In the United States, black women are two to three times more likely to have fibroids than white women.
These fibroids, which are noncancerous growths that develop on the smooth muscle tissue of the uterus, also occur more often, develop sooner, grow larger, and are more likely to cause severe pain in black women.
A variety of different procedures, particularly surgery, are used to help remove fibroids. But now, the FDA is warning against one of these treatments.
The FDA says that a procedure known as “laparoscopic power morcellation,” can inadvertently spread cancerous tissue beyond a woman’s uterus and into other parts of her body.
Basically, this minimally invasive procedure uses a power tool to chop up the tissue of the fibroids. These tissues are then removed through tiny incisions. The procedure can also be used to perform hysterectomies, where the entire uterus is removed. About 60,000 of these procedures are performed every year, estimated Dr. William Maisel, deputy director for science and chief scientist at the FDA’s Center for Devices and Radiological Health.

Available data ::
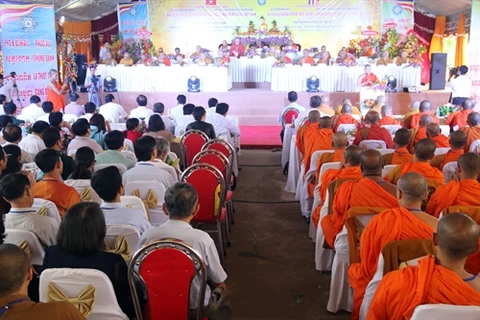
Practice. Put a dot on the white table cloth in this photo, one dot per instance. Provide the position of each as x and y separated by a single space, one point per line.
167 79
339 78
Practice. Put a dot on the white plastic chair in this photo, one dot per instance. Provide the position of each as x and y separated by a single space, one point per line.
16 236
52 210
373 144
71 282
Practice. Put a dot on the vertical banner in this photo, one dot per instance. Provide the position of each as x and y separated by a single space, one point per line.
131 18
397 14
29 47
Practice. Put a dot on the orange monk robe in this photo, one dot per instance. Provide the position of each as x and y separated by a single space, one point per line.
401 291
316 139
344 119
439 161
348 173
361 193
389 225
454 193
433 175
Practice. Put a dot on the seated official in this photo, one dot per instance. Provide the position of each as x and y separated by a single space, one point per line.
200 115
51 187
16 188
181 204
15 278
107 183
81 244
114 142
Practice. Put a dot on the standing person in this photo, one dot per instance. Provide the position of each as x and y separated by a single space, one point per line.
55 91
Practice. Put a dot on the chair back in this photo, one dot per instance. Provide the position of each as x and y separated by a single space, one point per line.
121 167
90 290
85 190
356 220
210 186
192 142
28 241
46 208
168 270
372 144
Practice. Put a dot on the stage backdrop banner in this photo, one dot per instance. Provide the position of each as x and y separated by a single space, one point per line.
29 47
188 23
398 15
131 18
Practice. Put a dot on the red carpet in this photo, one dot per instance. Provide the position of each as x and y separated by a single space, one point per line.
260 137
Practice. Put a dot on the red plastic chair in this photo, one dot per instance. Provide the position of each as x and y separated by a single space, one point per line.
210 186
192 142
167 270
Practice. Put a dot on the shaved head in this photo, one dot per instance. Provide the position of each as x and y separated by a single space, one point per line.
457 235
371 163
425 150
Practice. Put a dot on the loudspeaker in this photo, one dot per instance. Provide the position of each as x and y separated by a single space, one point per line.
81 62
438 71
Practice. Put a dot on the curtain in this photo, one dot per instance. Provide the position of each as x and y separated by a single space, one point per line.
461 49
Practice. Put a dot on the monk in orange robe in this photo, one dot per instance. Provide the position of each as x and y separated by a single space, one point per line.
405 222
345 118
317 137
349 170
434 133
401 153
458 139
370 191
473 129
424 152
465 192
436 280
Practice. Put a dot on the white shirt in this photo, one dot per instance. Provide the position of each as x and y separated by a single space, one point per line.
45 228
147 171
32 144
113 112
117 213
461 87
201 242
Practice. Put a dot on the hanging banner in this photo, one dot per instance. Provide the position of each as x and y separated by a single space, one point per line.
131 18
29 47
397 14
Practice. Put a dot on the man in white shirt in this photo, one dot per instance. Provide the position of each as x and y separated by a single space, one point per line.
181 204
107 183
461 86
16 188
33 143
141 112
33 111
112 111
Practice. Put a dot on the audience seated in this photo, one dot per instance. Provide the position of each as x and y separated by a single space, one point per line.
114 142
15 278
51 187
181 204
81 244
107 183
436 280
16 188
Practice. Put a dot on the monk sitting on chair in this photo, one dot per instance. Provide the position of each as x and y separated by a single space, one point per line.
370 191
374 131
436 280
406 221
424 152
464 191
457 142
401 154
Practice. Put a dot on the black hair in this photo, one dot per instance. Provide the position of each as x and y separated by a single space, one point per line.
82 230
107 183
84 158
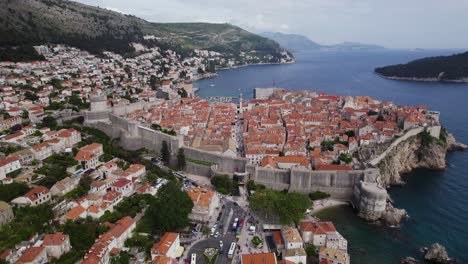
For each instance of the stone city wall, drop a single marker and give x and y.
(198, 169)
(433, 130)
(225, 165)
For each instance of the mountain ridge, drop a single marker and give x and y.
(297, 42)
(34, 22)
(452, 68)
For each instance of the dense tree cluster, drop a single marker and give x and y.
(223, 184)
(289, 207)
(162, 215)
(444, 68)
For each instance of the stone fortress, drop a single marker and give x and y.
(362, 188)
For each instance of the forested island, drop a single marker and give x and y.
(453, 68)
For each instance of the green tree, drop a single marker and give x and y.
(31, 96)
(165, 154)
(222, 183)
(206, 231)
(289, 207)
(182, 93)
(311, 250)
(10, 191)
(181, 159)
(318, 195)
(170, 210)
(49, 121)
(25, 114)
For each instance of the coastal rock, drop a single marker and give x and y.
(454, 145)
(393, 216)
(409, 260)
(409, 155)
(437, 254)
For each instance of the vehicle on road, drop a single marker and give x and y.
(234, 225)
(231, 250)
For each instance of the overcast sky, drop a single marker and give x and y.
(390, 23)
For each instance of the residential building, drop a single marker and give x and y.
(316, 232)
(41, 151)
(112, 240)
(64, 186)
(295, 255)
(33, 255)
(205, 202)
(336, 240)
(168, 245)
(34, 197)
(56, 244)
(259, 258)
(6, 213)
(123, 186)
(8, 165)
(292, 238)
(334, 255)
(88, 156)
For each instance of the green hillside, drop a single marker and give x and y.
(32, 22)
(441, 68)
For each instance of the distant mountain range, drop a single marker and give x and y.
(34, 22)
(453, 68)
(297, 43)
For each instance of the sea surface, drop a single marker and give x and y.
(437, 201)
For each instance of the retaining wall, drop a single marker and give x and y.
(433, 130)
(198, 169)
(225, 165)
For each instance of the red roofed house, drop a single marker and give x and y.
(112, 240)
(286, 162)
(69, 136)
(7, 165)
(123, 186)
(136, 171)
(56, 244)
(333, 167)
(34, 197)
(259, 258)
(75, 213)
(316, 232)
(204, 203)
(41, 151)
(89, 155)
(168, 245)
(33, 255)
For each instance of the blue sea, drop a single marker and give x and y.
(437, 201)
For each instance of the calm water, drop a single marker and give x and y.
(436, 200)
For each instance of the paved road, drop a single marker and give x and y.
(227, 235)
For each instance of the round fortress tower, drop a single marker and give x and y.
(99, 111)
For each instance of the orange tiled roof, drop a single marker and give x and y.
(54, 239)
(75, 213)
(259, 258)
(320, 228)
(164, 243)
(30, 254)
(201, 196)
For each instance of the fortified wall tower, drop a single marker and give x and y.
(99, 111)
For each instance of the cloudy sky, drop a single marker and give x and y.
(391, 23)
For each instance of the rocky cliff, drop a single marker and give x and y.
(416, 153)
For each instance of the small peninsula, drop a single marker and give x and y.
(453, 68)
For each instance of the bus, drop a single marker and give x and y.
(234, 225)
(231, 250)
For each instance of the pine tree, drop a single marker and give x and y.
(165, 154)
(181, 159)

Brief 1 ::
In the article on uterine fibroids, extract everything from "Basically, this minimally" down to "and Radiological Health.".
Brief 2 ::
Extend the article on uterine fibroids, picking up after its last sentence.

Task answer 1 ::
Basically, this minimally invasive procedure uses a power tool to chop up the tissue of the fibroids. These tissues are then removed through tiny incisions. The procedure can also be used to perform hysterectomies, where the entire uterus is removed. About 60,000 of these procedures are performed every year, estimated Dr. William Maisel, deputy director for science and chief scientist at the FDA’s Center for Devices and Radiological Health.

Task answer 2 ::
Regarding the source of the cancer, the FDA estimates that about one in 350 women undergoing a hysterectomy or fibroid removal has an unsuspected type of cancer called uterine sarcoma.
The FDA has yet to ban the device. Instead, it is urging physicians and patients to consider whether or not this is the best procedure for them.
“Women should ask their health care provider if power morcellation will be used during the procedure, and explain why it’s the best option,” Maisel said at a news conference.
Maisel also explained that women who’ve already undergone power morcellation don’t need to get a cancer screening, since some of the tissue removed during the procedure would have been sent for pathologic analysis. If cancer had been detected, they would have been informed.